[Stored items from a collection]
++++
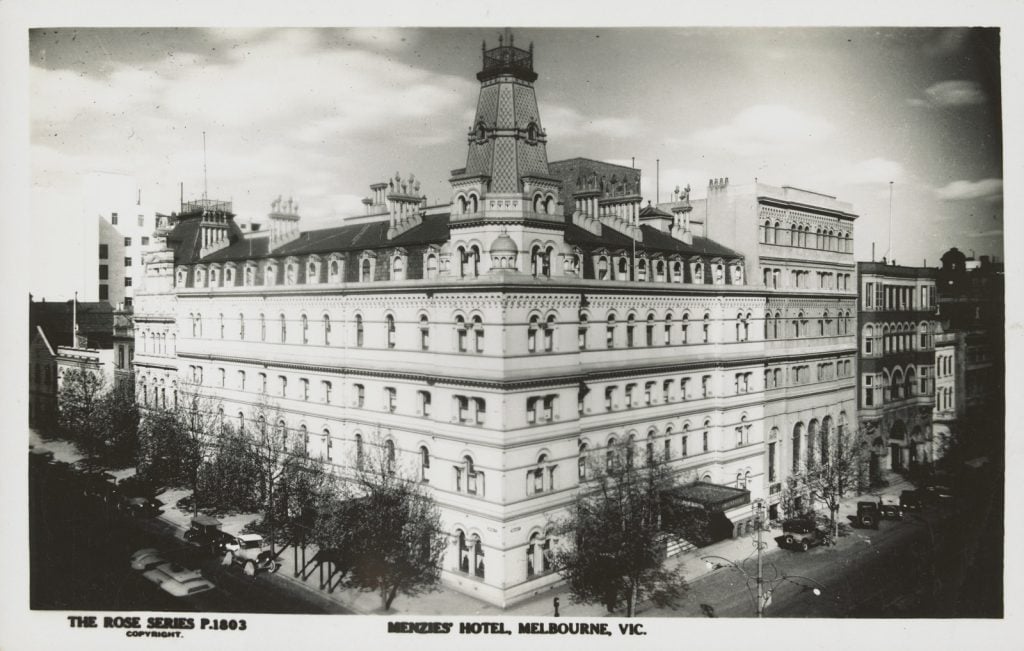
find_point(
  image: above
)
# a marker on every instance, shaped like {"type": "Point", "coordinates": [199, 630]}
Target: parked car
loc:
++++
* BRIEF
Return every record exactly, leaving out the pictures.

* RESPONSE TO THIS EXERCISE
find_point(
  image: above
)
# a marker on every instance, shaped like {"type": "Point", "coordinates": [199, 630]}
Target: parked car
loc:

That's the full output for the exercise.